[begin GIVEN RECORDS]
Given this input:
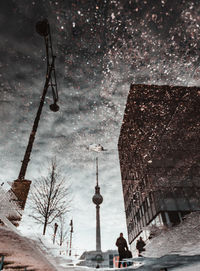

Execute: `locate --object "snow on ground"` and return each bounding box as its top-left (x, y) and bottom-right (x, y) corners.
top-left (144, 212), bottom-right (200, 257)
top-left (0, 227), bottom-right (56, 271)
top-left (0, 212), bottom-right (200, 271)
[end GIVEN RECORDS]
» **WHAT IS BEING ASKED**
Write out every line of the records above word for word, leaving out the pictures.

» **SOLUTION TO THIS EXERCISE**
Given this input:

Execute: `locate --object "snow on ground"` and return each bounding box as its top-left (x, y) and bottom-right (x, y) corners.
top-left (144, 212), bottom-right (200, 257)
top-left (0, 227), bottom-right (56, 271)
top-left (0, 212), bottom-right (200, 271)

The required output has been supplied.